* Bloque de texto *
María Paz (Cecilia Roth) se despierta tras una larga internación por complicaciones de una afección cardíaca y lo primero que verbaliza después de tranquilizar a sus hijos es que se siente diferente. “¿Diferente?”, le preguntan los tres con cierta incredulidad y desconcierto ante el calificativo elegido para describir un momento crucial: nada menos que el despertar a la vida. En lugar de repetir lo que ella está aseverando, lo cuestionan, como si no fuera posible que esa mujer, luego de esa experiencia cercana a la muerte, pudiese mostrarse distinta.
En esa primera secuencia en la que los personajes principales de Las fiestas están reunidos (en ese caso, en la habitación de un hospital, en contraste con un final a cielo abierto) notamos la disfuncionalidad de esa familia no solo por esa interpelación a la madre sino también por las miradas y la forma en la que cada uno se va acercando al otro. Allí están esas dos hermanas que tienen una relación más estrecha (interpretadas por Dolores Fonzi y Ezequiel Díaz), ese hermano que intenta acercar a las partes y conciliar (Daniel Hendler), y esa mamá que se presenta como un enigma y que es personificada por Roth en un gran trabajo de manifestaciones subrepticias.
Luego de su debut como cineasta con El diablo blanco -donde Díaz también fue protagonista-, Ignacio Rogers ratifica con su segundo largometraje (exhibido el año pasado en la 37ma. edición del Festival Internacional de Cine de Mar del Plata) que sabe cómo fusionar los géneros con esa oscilación entre la comedia familiar costumbrista, ciertos pasajes de humor negro y algunos tramos dramáticos, con el agregado de un manejo de la tensión que, in crescendo, sobrevuela esa convivencia del cuarteto en la quinta afueras de la ciudad donde María Paz invitó a sus hijos a pesar de percibir su reticencia (pero sin asumirla del todo).

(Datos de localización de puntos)

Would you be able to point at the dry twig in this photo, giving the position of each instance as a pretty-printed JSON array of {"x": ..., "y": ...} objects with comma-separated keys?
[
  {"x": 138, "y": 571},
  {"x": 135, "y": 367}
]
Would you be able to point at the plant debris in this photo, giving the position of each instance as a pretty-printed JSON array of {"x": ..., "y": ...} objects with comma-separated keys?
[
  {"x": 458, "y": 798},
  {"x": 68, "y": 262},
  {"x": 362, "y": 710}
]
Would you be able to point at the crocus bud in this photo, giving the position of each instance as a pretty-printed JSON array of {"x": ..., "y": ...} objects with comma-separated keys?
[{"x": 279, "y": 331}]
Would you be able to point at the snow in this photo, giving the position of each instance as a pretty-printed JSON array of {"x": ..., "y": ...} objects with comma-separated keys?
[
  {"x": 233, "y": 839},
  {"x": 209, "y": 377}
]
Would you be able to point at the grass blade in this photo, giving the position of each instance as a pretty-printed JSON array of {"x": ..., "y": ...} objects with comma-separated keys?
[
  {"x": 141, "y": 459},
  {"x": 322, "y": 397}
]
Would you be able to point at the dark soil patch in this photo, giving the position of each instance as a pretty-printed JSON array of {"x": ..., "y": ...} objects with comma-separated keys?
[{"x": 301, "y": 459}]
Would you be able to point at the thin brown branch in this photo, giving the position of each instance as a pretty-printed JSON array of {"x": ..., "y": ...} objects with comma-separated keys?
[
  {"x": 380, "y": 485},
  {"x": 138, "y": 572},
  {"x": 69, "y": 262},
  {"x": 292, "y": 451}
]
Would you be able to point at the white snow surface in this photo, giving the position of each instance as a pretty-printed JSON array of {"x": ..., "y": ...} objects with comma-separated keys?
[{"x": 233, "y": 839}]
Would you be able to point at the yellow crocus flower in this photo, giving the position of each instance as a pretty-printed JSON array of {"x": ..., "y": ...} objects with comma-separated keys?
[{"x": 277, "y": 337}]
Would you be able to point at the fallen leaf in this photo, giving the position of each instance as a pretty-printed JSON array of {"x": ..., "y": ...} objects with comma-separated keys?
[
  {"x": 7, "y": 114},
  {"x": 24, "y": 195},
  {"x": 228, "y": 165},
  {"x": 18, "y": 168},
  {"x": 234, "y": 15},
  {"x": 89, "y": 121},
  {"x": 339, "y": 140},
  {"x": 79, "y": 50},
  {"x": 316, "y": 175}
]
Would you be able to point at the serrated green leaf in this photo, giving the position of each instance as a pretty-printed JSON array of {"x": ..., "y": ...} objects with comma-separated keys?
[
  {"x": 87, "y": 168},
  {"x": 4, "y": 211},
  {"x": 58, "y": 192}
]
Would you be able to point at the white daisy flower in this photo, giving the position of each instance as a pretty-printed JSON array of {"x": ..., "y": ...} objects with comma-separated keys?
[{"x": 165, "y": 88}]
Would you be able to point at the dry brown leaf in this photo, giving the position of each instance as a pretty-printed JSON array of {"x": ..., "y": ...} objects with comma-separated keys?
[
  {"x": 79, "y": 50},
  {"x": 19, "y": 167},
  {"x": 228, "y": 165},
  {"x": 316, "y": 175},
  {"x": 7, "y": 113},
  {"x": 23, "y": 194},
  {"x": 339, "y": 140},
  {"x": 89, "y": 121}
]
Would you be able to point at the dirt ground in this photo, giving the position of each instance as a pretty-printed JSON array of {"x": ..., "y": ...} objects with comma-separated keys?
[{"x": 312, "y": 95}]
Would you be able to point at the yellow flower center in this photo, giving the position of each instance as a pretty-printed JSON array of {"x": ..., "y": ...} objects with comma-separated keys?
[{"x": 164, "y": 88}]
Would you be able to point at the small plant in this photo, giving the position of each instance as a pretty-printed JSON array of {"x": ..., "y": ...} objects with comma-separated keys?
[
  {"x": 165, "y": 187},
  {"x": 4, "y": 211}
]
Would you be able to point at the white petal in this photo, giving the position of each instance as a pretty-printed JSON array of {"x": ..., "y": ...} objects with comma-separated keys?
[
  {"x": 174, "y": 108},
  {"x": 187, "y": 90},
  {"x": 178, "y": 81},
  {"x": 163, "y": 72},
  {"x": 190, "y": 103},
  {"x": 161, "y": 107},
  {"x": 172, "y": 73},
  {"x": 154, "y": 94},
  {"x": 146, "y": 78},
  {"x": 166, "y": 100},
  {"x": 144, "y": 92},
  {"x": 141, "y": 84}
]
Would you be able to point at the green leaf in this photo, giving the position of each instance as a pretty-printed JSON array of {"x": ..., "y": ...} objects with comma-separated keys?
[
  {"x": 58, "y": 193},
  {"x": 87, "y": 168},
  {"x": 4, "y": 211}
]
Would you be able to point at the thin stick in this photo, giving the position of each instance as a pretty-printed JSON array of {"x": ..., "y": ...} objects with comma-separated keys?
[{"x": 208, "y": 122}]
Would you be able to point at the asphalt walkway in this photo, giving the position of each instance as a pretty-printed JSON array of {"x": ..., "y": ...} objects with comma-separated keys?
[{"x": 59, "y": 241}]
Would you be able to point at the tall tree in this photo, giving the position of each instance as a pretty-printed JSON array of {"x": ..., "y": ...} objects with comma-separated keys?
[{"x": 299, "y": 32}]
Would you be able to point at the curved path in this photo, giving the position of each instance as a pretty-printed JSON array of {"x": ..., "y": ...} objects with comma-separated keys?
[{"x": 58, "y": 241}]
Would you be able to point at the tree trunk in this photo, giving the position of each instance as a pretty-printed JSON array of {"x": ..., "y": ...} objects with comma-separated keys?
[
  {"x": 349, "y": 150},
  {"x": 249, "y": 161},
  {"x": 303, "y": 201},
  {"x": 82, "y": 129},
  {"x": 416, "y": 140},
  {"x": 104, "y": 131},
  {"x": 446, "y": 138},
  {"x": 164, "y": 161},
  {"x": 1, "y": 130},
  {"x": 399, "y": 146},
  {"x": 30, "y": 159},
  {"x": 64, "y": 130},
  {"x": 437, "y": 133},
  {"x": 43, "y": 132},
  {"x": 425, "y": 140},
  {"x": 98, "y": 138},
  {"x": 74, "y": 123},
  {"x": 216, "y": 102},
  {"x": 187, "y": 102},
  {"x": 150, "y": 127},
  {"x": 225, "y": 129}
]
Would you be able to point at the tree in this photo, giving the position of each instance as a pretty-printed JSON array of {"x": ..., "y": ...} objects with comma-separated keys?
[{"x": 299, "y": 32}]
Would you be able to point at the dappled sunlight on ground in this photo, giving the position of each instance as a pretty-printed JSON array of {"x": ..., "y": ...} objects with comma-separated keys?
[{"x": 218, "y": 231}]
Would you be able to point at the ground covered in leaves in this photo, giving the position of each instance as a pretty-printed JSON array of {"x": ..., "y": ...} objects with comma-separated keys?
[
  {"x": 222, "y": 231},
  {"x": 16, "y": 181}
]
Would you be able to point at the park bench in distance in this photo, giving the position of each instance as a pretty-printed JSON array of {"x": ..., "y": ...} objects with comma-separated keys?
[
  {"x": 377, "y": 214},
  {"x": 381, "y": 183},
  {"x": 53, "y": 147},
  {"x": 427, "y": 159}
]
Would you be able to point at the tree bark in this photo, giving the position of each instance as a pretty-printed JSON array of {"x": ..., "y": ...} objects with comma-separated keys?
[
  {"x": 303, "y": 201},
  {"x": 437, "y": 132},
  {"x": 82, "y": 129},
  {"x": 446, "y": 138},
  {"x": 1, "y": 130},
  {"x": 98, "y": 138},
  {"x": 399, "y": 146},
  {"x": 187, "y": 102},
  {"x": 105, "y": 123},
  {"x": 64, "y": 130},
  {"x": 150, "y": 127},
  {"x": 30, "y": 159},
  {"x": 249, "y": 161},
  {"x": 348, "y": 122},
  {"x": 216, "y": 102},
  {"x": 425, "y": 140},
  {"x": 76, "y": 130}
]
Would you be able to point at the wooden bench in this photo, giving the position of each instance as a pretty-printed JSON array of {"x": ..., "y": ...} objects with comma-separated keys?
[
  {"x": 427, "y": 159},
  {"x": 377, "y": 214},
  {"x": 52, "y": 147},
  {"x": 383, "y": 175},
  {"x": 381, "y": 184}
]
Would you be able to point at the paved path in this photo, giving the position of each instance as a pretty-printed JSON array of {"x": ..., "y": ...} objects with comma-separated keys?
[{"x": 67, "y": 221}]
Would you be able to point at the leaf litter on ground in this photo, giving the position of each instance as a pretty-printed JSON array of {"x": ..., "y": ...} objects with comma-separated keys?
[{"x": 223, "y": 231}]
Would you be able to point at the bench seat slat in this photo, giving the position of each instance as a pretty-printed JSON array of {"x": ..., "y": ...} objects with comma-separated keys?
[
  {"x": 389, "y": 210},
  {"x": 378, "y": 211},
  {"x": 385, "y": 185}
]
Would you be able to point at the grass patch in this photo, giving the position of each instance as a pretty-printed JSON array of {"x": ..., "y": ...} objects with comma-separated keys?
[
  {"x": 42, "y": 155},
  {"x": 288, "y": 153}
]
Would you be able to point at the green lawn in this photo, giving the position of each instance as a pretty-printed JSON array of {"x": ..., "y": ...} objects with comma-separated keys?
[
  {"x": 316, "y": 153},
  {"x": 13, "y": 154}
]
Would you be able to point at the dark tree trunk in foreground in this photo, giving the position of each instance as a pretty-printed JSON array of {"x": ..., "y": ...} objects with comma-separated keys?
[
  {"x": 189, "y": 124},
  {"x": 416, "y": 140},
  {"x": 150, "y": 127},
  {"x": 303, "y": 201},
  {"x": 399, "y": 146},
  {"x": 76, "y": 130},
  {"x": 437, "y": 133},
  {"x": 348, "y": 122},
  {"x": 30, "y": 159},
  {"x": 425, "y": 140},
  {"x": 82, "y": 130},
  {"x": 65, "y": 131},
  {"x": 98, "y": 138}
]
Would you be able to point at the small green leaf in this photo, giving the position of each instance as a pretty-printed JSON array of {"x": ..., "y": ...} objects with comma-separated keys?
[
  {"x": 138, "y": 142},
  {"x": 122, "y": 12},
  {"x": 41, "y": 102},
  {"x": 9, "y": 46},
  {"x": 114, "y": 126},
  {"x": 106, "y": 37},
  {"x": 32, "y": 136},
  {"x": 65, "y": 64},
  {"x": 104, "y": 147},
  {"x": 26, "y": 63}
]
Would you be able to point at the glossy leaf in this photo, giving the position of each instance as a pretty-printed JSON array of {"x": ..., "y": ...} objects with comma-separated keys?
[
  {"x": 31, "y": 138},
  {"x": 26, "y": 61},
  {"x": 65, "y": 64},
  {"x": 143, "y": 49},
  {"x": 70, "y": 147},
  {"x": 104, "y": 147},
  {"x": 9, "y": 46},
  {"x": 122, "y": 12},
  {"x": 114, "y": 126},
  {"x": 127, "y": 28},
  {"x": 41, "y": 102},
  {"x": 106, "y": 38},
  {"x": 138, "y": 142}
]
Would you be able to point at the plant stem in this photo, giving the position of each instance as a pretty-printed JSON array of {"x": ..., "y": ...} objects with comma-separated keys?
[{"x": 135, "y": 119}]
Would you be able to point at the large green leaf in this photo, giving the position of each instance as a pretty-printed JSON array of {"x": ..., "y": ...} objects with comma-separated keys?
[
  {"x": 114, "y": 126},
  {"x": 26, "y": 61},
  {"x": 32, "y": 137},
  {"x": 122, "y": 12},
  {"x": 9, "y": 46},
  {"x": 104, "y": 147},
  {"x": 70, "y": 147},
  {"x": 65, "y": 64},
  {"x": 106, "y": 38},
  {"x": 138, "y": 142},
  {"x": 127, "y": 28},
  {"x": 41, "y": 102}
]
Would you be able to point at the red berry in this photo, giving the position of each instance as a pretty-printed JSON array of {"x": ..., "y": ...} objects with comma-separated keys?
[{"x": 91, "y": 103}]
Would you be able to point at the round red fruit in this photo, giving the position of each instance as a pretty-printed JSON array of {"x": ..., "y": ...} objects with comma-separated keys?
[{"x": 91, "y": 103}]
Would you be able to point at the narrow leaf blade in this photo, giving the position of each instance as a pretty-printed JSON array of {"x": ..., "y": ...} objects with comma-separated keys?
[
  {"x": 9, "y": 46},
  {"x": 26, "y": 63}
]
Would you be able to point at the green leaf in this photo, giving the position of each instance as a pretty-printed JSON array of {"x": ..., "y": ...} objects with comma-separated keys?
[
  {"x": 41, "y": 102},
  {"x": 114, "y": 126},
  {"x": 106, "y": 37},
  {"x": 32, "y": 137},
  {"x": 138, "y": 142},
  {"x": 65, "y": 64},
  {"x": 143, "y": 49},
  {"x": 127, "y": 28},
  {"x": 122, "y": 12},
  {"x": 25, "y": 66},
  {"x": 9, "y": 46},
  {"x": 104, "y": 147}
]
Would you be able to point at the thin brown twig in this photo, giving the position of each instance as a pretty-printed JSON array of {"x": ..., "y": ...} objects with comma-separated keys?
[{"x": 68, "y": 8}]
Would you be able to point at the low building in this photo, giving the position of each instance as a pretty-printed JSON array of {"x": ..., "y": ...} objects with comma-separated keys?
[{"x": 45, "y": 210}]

* Actividades *
#1 Reproduce de forma literal el fragmento de la reseña sobre Las fiestas que comienza con "En esa primera" y llega hasta "de manifestaciones subrepticias.".
#2 Indica si cada afirmación concuerda con la reseña sobre Las fiestas. Responde sí o no y cita textualmente las palabras que lo deciden.
(a) La película se exhibió en la 37ma. edición del Festival Internacional de Cine de Mar del Plata.
(b) Las fiestas es el primer largometraje de Ignacio Rogers.
(c) La primera secuencia en la que se reúnen los personajes principales transcurre en la habitación de un hospital.
#3 Prolonga la reseña sobre la película Las fiestas con el párrafo que seguiría a su última oración.

* Resultados *
#1
En esa primera secuencia en la que los personajes principales de Las fiestas están reunidos (en ese caso, en la habitación de un hospital, en contraste con un final a cielo abierto) notamos la disfuncionalidad de esa familia no solo por esa interpelación a la madre sino también por las miradas y la forma en la que cada uno se va acercando al otro. Allí están esas dos hermanas que tienen una relación más estrecha (interpretadas por Dolores Fonzi y Ezequiel Díaz), ese hermano que intenta acercar a las partes y conciliar (Daniel Hendler), y esa mamá que se presenta como un enigma y que es personificada por Roth en un gran trabajo de manifestaciones subrepticias.

#2
(a) Sí: «exhibido el año pasado en la 37ma. edición del Festival Internacional de Cine de Mar del Plata».
(b) No: «Luego de su debut como cineasta con El diablo blanco», «Ignacio Rogers ratifica con su segundo largometraje».
(c) Sí: «en ese caso, en la habitación de un hospital».

#3
Con un guion concebido por Rogers, Díaz, Julieta Zylberberg, Esteban Lamothe y Alberto Rojas Apel, Las fiestas toma la convención de cómo, en el marco de la previa a Navidad, las internas de una familia se ponen de manifiesto cuando el ocio juega su parte. El requerimiento de María Paz, un personaje que contempla en silencio para luego lanzar una daga disruptiva en esa calma aparente, es lo que permite que sus hijos la enfrenten cuando pueden correrla del lugar de víctima.
En ese punto, se lucen las secuencias en las que Roth, Fonzi, Díaz y Hendler están juntos en escena. Los actores aportan una naturalidad a personajes que se necesitan mutuamente para manejar conflictos y crisis existenciales de las que no hablan demasiado, pero cuyo peso cargan hasta la inevitable implosión. En el centro de esas rispideces de los hermanos está siempre esa madre a la que Rogers filma en penumbras a lo lejos o bien con la luz natural invadiendo un rostro de expresiones indescifrables. No hay término medio para esa mujer que, con su conducta pasiva-agresiva, se preocupa por sus hijos pero también los manipula con frases de manual, reconocibles, el pilar de los instantes donde prima la comedia y donde Rogers navega más cómodo: en el registro de las imperfecciones que pueden hallarse en cualquier reunión familiar.